Exercise directions:
Please copy the material below word for word, everything from the line containing "Where in the photo above do you see the dark jacket?" down to the line containing "[0,334,1410,560]", with both of those lines included.

Object detection data:

================================

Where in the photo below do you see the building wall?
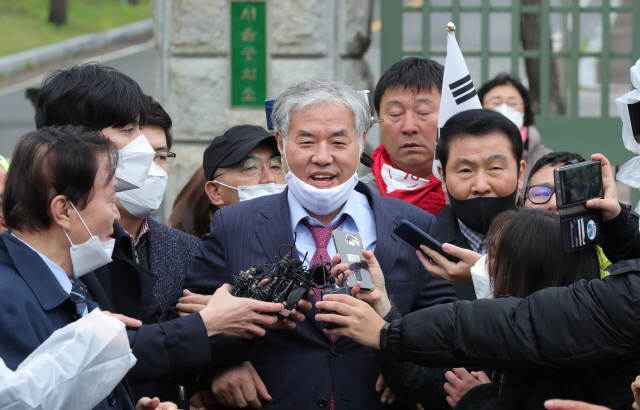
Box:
[152,0,374,217]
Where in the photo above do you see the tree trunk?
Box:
[520,0,564,115]
[49,0,67,27]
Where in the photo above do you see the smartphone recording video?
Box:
[554,161,603,208]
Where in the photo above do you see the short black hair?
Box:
[487,208,600,298]
[2,126,117,232]
[373,57,444,115]
[478,73,535,126]
[143,95,173,149]
[35,63,149,131]
[527,151,586,186]
[436,108,524,176]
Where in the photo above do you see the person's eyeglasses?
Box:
[487,98,524,110]
[211,156,284,180]
[526,185,556,205]
[153,151,177,165]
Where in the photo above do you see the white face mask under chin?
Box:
[116,162,169,218]
[493,103,524,129]
[213,181,287,202]
[116,135,156,192]
[62,201,116,279]
[283,141,364,215]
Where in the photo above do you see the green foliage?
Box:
[0,0,151,56]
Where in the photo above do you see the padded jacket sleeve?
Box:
[374,306,451,410]
[127,313,246,384]
[388,266,640,371]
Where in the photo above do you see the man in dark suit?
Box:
[436,109,525,300]
[36,64,298,399]
[180,79,455,409]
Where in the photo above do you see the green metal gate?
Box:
[380,0,640,167]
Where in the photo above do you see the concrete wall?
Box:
[152,0,374,217]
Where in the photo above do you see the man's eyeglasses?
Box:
[526,185,556,205]
[153,151,176,165]
[211,156,284,180]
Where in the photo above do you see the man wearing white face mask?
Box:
[180,79,455,409]
[478,73,551,181]
[36,64,301,406]
[202,125,286,208]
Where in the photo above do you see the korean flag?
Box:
[433,23,482,180]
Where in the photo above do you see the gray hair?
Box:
[271,78,371,152]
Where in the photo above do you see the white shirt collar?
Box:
[11,232,72,294]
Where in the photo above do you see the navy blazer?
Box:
[0,232,135,410]
[147,218,200,322]
[185,183,456,410]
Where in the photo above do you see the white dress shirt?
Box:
[287,190,378,268]
[11,233,72,294]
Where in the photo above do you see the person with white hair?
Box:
[176,78,455,409]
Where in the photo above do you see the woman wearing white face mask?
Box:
[0,127,141,410]
[478,73,551,181]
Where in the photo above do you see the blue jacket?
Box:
[185,183,456,410]
[0,232,135,410]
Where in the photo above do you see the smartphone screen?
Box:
[556,161,602,207]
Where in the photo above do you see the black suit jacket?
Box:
[185,183,455,410]
[436,197,524,300]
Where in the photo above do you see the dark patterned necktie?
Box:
[302,214,348,410]
[71,279,89,317]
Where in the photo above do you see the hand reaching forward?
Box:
[331,250,391,317]
[136,397,178,410]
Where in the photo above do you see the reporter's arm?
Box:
[373,306,450,409]
[387,268,640,370]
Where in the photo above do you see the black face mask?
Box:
[447,184,518,236]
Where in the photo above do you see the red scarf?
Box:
[371,144,447,215]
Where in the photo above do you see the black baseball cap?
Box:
[202,124,278,181]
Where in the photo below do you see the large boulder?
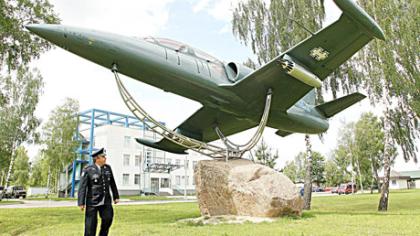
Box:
[194,159,303,217]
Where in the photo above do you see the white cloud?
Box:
[193,0,210,13]
[51,0,173,36]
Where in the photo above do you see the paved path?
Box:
[0,199,196,209]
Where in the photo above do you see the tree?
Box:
[232,0,324,209]
[42,98,79,195]
[282,161,299,183]
[354,113,384,191]
[254,139,279,168]
[325,159,351,186]
[0,0,59,200]
[282,152,306,183]
[12,146,29,186]
[0,66,43,196]
[0,0,60,70]
[29,157,48,187]
[353,0,420,211]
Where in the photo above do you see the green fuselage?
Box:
[28,25,328,133]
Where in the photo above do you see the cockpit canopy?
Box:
[143,37,220,62]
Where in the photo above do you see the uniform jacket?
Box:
[77,164,120,206]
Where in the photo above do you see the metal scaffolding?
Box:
[66,109,147,197]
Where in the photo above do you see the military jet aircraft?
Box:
[27,0,385,153]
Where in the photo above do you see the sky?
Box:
[29,0,420,170]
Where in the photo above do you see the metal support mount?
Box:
[111,63,272,161]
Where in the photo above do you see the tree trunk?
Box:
[0,147,16,199]
[45,166,51,198]
[64,166,68,197]
[378,85,393,211]
[303,134,312,210]
[356,155,363,193]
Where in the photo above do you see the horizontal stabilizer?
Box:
[276,130,293,138]
[316,93,366,118]
[136,138,188,154]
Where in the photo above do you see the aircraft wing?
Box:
[136,107,258,154]
[223,0,384,111]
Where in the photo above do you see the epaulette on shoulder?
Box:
[83,165,94,170]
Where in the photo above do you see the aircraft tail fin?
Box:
[136,138,188,154]
[315,93,366,118]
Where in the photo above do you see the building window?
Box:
[124,136,131,148]
[160,178,169,188]
[146,149,152,161]
[123,154,130,166]
[182,175,188,185]
[134,174,140,185]
[123,174,130,185]
[134,155,141,167]
[193,161,197,170]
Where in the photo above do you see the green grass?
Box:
[0,199,23,205]
[0,190,420,236]
[25,195,77,201]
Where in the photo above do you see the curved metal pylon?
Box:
[112,64,271,160]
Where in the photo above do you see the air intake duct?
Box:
[279,55,322,88]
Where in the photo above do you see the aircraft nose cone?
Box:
[25,24,64,45]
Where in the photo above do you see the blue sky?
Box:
[30,0,415,169]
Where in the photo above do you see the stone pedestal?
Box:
[194,159,303,217]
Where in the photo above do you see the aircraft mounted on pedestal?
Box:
[26,0,385,159]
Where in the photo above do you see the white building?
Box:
[69,109,210,195]
[87,125,209,195]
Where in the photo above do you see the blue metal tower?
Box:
[69,109,147,197]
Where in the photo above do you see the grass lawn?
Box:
[0,199,23,206]
[0,190,420,236]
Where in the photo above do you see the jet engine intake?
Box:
[279,55,322,88]
[225,62,253,83]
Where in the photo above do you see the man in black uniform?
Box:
[77,148,119,236]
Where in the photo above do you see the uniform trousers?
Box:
[85,205,114,236]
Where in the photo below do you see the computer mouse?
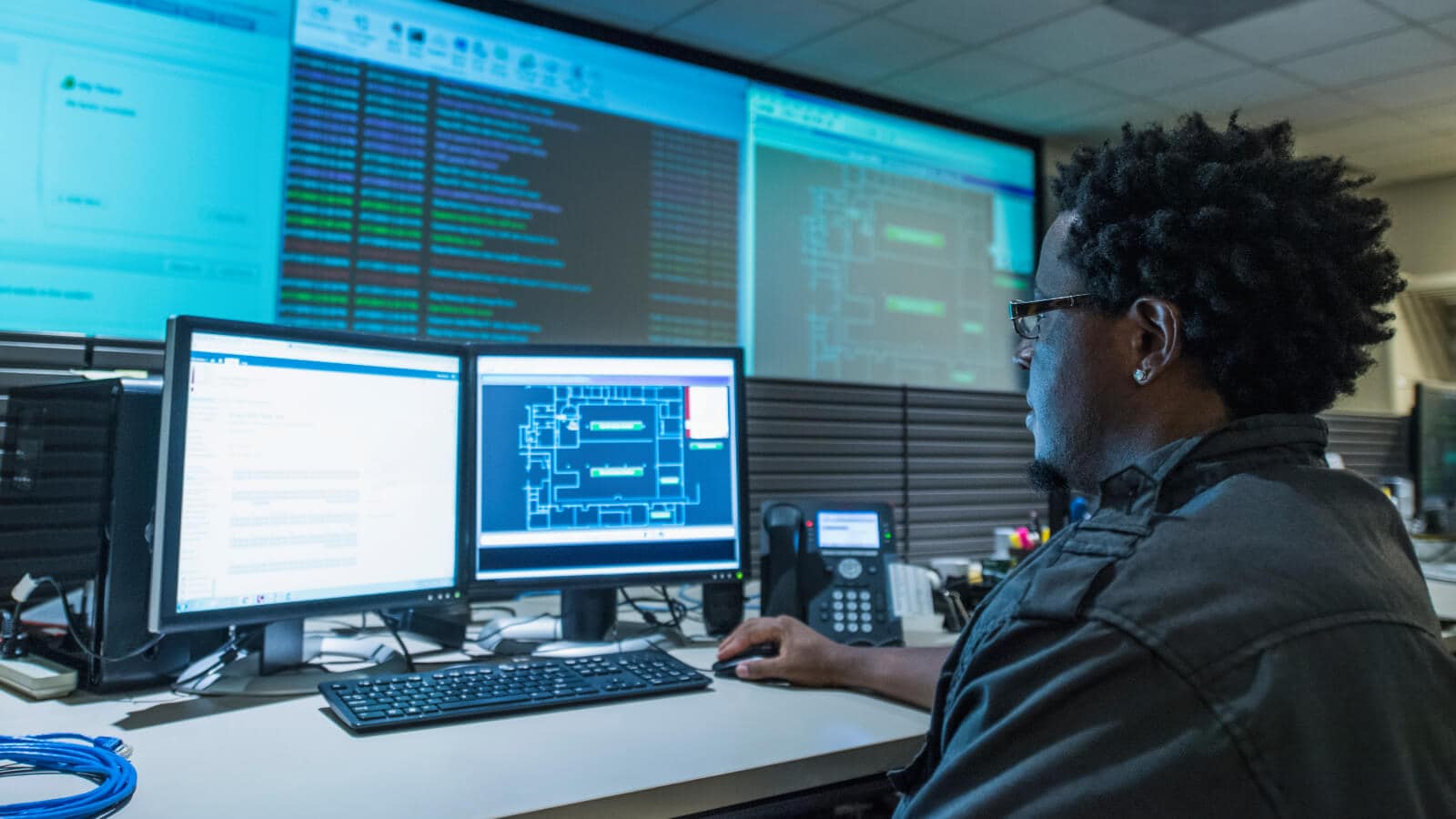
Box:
[713,642,779,676]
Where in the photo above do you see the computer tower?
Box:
[703,580,744,637]
[0,379,226,691]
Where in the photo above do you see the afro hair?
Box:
[1053,114,1405,417]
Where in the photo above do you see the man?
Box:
[719,116,1456,817]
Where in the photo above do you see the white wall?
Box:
[1335,177,1456,415]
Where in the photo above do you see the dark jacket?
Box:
[893,415,1456,817]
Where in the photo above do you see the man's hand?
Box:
[718,616,847,686]
[718,616,951,708]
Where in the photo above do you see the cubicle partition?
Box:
[0,334,1410,560]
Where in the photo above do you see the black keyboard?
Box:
[318,649,712,732]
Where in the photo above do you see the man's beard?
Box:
[1026,458,1067,492]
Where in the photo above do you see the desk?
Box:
[0,649,929,819]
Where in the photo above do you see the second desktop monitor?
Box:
[473,346,745,591]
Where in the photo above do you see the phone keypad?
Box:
[817,571,888,638]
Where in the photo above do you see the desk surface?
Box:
[0,649,929,819]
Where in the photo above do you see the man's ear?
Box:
[1127,296,1184,383]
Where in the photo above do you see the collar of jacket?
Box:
[1097,415,1330,516]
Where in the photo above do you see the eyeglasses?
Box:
[1009,293,1092,341]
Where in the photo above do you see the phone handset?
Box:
[760,500,905,645]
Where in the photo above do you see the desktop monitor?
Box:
[150,317,466,673]
[1412,383,1456,519]
[471,346,748,640]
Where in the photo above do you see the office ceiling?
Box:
[512,0,1456,184]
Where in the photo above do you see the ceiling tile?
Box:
[886,0,1090,46]
[1079,39,1252,96]
[986,5,1174,71]
[1041,100,1181,136]
[832,0,905,12]
[1199,0,1405,63]
[874,51,1046,105]
[959,77,1124,126]
[529,0,703,31]
[1400,95,1456,128]
[1294,116,1429,153]
[1374,0,1451,20]
[1370,155,1456,185]
[1156,68,1315,121]
[657,0,859,60]
[1345,136,1456,167]
[1425,17,1456,39]
[774,19,961,87]
[1279,27,1456,87]
[1239,92,1379,127]
[1345,66,1456,108]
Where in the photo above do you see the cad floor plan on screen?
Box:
[519,386,728,529]
[480,354,735,545]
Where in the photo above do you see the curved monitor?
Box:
[150,317,464,632]
[471,346,748,591]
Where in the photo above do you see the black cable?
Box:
[172,631,252,693]
[15,576,166,663]
[475,613,553,642]
[374,609,415,673]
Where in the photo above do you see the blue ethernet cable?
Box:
[0,733,136,819]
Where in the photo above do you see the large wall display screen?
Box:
[0,0,1036,390]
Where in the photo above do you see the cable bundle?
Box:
[0,733,136,819]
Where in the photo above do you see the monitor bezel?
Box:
[1410,382,1456,513]
[148,317,473,634]
[461,342,753,599]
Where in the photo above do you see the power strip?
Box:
[0,657,76,700]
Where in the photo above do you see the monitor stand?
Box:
[479,587,682,657]
[177,620,408,696]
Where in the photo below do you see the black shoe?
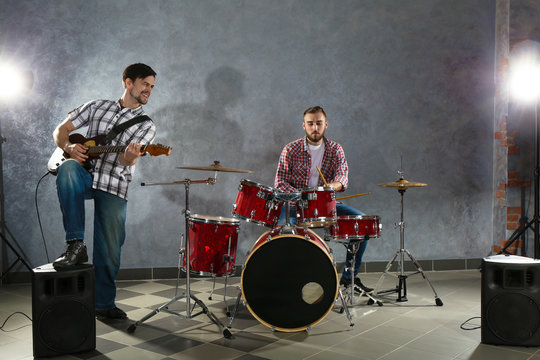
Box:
[96,306,127,320]
[53,240,88,270]
[339,277,373,294]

================================

Exercise answer:
Where in the photo above do you see the dark jacket?
Box:
[893,415,1456,817]
Where in the photo above do you see the man's hand?
Box:
[718,616,847,686]
[718,616,951,708]
Where in the photo above do you see the cubicle partition?
Box:
[0,334,1410,560]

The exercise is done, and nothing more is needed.